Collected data
+ + + + + + +

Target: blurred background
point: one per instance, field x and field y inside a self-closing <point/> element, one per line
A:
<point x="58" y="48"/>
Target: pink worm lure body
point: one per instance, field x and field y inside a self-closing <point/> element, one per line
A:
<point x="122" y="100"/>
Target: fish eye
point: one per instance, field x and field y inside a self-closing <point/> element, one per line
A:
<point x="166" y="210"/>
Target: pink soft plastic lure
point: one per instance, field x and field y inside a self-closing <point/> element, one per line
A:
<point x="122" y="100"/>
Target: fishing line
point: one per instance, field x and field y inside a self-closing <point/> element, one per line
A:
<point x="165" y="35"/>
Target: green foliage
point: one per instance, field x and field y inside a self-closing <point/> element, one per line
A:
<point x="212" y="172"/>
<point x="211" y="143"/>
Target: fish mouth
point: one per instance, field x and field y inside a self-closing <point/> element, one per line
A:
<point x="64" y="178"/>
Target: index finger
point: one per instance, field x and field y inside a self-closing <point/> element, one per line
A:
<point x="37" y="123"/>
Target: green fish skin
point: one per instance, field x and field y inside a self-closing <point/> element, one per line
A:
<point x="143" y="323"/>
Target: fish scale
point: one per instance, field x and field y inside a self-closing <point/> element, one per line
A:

+ + + + + + +

▸ Problem description
Format every line of the material above as a JSON list of strings, with one string for each line. Leave out any blank lines.

▸ Correct result
[
  "Target: blurred background",
  "point: one per instance, field x and field y inside a self-closing <point/> element, one per line",
  "A:",
  "<point x=\"58\" y=\"48\"/>",
  "Target: pink worm lure body",
  "point: one per instance, field x and field y inside a self-closing <point/> element, one per line",
  "A:",
  "<point x=\"122\" y=\"100\"/>",
  "Target: fish eye",
  "point: one per instance, field x and field y inside a self-closing <point/> element, one per line",
  "A:",
  "<point x=\"166\" y=\"210\"/>",
  "Target: pink soft plastic lure",
  "point: one per instance, field x and field y inside a self-closing <point/> element, one per line",
  "A:",
  "<point x=\"122\" y=\"100\"/>",
  "Target: fishing line",
  "point: one per instance, field x and field y inside a self-closing <point/> element, one per line",
  "A:",
  "<point x=\"165\" y=\"35\"/>",
  "Target: green foliage",
  "point: one per instance, field x and field y inside a self-closing <point/> element, one per line",
  "A:",
  "<point x=\"212\" y=\"172\"/>",
  "<point x=\"211\" y=\"143\"/>",
  "Target: fish mouth",
  "point: one per instance, field x and field y inside a self-closing <point/> element, one per line",
  "A:",
  "<point x=\"64\" y=\"178\"/>",
  "Target: index finger",
  "point: one per instance, field x and field y inside a self-closing <point/> element, one per line",
  "A:",
  "<point x=\"37\" y=\"123\"/>",
  "Target: green fish skin",
  "point: one per instance, field x and field y inside a self-closing <point/> element, one per line",
  "A:",
  "<point x=\"143\" y=\"323\"/>",
  "Target: fish scale",
  "point: one per instance, field x and field y inside a self-closing <point/> element, one per line",
  "A:"
]